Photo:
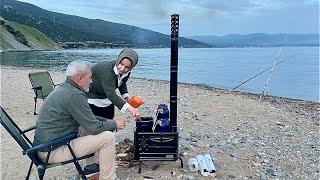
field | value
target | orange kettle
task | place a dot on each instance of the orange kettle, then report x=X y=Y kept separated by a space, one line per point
x=135 y=101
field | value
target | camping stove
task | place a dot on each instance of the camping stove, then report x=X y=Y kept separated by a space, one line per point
x=158 y=140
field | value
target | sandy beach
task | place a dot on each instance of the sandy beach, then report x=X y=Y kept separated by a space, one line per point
x=277 y=138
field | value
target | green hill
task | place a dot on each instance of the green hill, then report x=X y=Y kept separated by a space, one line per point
x=18 y=37
x=72 y=31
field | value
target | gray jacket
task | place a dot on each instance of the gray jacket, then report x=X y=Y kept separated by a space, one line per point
x=63 y=111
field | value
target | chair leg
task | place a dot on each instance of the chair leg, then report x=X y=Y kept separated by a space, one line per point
x=29 y=171
x=76 y=163
x=35 y=105
x=41 y=172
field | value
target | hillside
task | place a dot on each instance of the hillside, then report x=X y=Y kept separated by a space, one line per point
x=18 y=37
x=259 y=40
x=64 y=28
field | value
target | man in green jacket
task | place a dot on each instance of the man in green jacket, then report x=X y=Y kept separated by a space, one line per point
x=64 y=110
x=107 y=77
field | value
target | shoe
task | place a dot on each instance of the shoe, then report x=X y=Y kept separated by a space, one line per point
x=92 y=169
x=202 y=165
x=193 y=164
x=210 y=165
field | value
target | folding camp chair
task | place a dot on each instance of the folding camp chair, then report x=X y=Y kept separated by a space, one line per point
x=42 y=85
x=26 y=145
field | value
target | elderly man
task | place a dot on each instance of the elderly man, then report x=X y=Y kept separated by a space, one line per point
x=64 y=110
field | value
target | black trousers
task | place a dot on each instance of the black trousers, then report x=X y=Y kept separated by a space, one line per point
x=105 y=112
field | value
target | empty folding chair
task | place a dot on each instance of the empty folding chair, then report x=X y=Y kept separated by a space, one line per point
x=42 y=85
x=26 y=145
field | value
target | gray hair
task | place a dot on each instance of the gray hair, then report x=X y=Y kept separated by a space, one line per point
x=77 y=67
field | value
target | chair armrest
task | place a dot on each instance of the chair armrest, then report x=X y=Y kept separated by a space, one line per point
x=29 y=129
x=37 y=88
x=63 y=140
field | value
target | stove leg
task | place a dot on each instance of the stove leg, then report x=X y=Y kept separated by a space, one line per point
x=140 y=162
x=181 y=162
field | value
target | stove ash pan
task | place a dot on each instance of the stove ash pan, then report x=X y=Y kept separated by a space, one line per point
x=161 y=146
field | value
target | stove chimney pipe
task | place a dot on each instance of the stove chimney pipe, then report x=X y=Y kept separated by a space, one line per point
x=174 y=71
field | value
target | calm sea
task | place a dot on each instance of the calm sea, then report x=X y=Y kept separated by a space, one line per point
x=297 y=77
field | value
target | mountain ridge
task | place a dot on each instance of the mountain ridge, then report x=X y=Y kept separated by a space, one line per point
x=18 y=37
x=71 y=28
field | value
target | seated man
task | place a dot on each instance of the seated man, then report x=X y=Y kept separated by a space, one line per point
x=65 y=110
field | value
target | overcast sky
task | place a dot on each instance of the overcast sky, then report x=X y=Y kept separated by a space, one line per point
x=199 y=17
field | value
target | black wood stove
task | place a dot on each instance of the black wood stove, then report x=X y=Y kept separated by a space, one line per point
x=160 y=145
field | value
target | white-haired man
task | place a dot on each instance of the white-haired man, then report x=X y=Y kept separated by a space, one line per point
x=65 y=109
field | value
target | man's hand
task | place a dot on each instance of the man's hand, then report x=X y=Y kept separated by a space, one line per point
x=127 y=99
x=134 y=112
x=121 y=123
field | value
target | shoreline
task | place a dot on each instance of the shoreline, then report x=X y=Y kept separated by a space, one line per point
x=274 y=138
x=249 y=94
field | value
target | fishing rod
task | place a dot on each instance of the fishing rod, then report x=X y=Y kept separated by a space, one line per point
x=264 y=92
x=260 y=73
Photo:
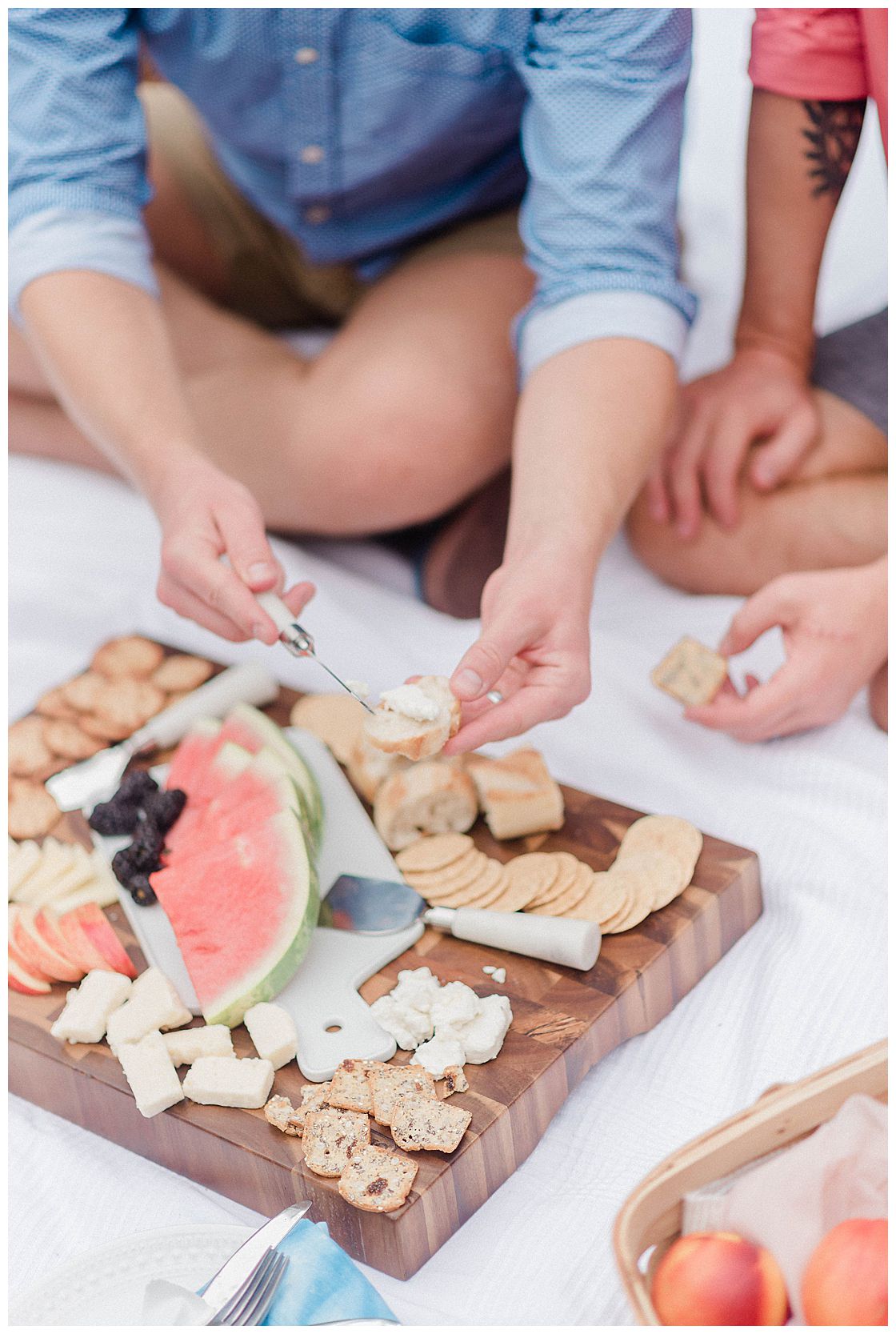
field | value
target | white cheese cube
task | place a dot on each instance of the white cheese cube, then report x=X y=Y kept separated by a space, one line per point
x=188 y=1045
x=151 y=1074
x=272 y=1032
x=410 y=1028
x=88 y=1008
x=438 y=1054
x=152 y=1004
x=230 y=1084
x=483 y=1037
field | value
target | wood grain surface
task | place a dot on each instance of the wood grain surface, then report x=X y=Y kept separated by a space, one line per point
x=564 y=1022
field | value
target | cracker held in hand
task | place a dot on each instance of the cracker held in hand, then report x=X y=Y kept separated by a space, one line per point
x=430 y=798
x=376 y=1180
x=691 y=673
x=336 y=719
x=415 y=721
x=423 y=1124
x=330 y=1138
x=516 y=794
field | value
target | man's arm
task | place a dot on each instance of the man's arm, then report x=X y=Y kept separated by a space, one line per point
x=799 y=155
x=598 y=346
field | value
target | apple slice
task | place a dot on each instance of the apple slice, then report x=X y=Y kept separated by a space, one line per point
x=26 y=982
x=78 y=942
x=100 y=933
x=39 y=954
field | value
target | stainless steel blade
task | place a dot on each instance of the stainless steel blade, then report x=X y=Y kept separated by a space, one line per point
x=370 y=906
x=242 y=1262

● Requirements
Write the records out once more, exactly as they appear, with no pictures.

● Task response
Photo:
field | value
target | orange kettle
task | place a dot on each instance of the orange kettle, then report x=X y=Y kept separated by a space, one line per point
x=135 y=101
field | value
target | camping stove
task | place a dot on each instance of the camping stove, then report x=X y=Y kept separated by a space, one line per point
x=158 y=140
field | value
target | sandy beach
task | place a dot on each instance of the sandy beach, then report x=X y=Y kept separated by a space, one line per point
x=277 y=138
field | value
target | green hill
task | place a dot on each instance of the green hill, then report x=X y=Y kept separated by a space, one line per point
x=18 y=37
x=72 y=31
field | value
target | gray jacket
task | place a dot on each instance of the gray jacket, then report x=X y=Y kept separated by a space, one line per point
x=63 y=111
field | value
target | chair leg
task | place a dot on each instance of the chair leg, then report x=X y=Y kept separated by a space, one line per point
x=29 y=171
x=76 y=163
x=35 y=105
x=41 y=172
field | value
target | hillside
task | place a dot on each instance of the hillside, then report x=X y=Y kept separated by a space, one line per point
x=18 y=37
x=259 y=40
x=64 y=28
field | value
target | man in green jacket
task | place a dot on each instance of the man in green jacket, then report x=X y=Y kept separated by a space, one line per point
x=64 y=110
x=107 y=77
field | value
target | shoe
task | place a dot on each instance of the shoe, then report x=X y=Y kept separated by a space, one line per point
x=92 y=169
x=202 y=165
x=193 y=164
x=210 y=165
field | value
target | folding camp chair
task | place a dot on each instance of the folding camp chair, then report x=X y=Y kept separated by a space, one line per point
x=42 y=85
x=26 y=145
field | value
target | elderly man
task | place a dot on each instance of the elderly man, then report x=X y=Y kept separated by a space, one line per point
x=64 y=110
field | value
target | black trousers
task | place a dot on each instance of the black trousers, then report x=X y=Y kept separated by a space, one line per point
x=105 y=112
field | value
target | empty folding chair
task | place a dot on each instance of the empty folding chair, then report x=X y=Y kept separated by a space, one line per point
x=42 y=85
x=26 y=145
field | value
target | gray hair
task | place a dot on each instance of the gray hair, then report x=X y=Y kept separated by a space, one line per point
x=77 y=67
field | value
target | chair armrest
task | place a dot on each instance of the chair armrest, then report x=X y=Y kept separated by a space, one line per point
x=29 y=129
x=37 y=88
x=63 y=140
field | value
target | stove leg
task | place a dot on each instance of the stove leg, then report x=X y=Y kept separated by a space, one line per point
x=140 y=162
x=181 y=162
field | value
target | stove ash pan
task | place a dot on each instance of the stove ash pan, then report x=X y=Y kept separated by a space, one line per point
x=161 y=146
field | value
target | stove chimney pipe
task | place a dot on each instance of the stove chimney pipe, then report x=X y=Y kept separated by a space, one line per point
x=174 y=71
field | value
target | calm sea
task | place a dot on each instance of the calm sea, then report x=X y=Y kept separated by a space, one line per point
x=297 y=77
field | value
target | mountain ridge
task | place a dot on each instance of the mountain ridge, then report x=X y=Y kept separated by a space, one line per point
x=18 y=37
x=71 y=28
field | value
target | seated man
task | place a dot on each instance of the seated man, then report x=X y=Y kept separated by a space, one line per point
x=65 y=110
field | value
target | overcast sky
task | place a dot on each instance of the overcast sky, then report x=X y=Y kept separated by a space, one line per point
x=199 y=17
field | value
target | black wood stove
task | place a dot on each instance of the black wood stove, then report x=X y=Y kept separated by a space, one line per point
x=160 y=145
field | value
target | white-haired man
task | place a dot on each instance of the white-haired man, then report x=X y=Y kept separated by a space, one line per point
x=65 y=109
field | value
target | man's hand
task | place a dot on each instance of the man's hand, then report x=X y=Y kept separated by a space, one line per point
x=127 y=99
x=134 y=112
x=121 y=123
field | value
target | shoreline
task | place a dot on each instance of the shoreline, then report x=X y=Y kept separated by a space, one line per point
x=274 y=138
x=249 y=94
field | value
target | fishing rod
task | place a dot on each instance of the fishing rod, then report x=X y=Y kept separated by a space, one line per point
x=264 y=92
x=260 y=73
Photo:
field | value
target | white cheese cube
task | place a dot on each instance of the white cheese cube, then report x=X y=Y kept separated by a space, one line per point
x=188 y=1045
x=151 y=1074
x=272 y=1032
x=410 y=1028
x=88 y=1008
x=438 y=1054
x=152 y=1004
x=230 y=1084
x=483 y=1037
field | value
target | wood grain surface
task | place a dot on each instance of the wood grain surface, then report x=X y=Y kept separated by a space, one line per point
x=564 y=1022
field | value
target | cracker held in hand
task | place a dot on each instance of the cracker held in hand, then report x=X y=Y kept separated by a space, one line per point
x=430 y=798
x=376 y=1180
x=691 y=673
x=336 y=719
x=415 y=721
x=423 y=1124
x=330 y=1138
x=516 y=794
field | value
target | man's arm
task | place a dot on each instance of the man's arm, then report x=X y=Y kept separated by a space, one line per point
x=799 y=155
x=598 y=346
field | value
target | apple slice
task | place a dot on each instance of the apple slice, then report x=X y=Y kept separated by a space, one line per point
x=26 y=982
x=78 y=942
x=100 y=933
x=39 y=954
field | value
target | stainless steel blade
task | place a dot on each instance of the stainless steel blade, then report x=X y=Y kept separated by a space, one line per point
x=370 y=906
x=242 y=1262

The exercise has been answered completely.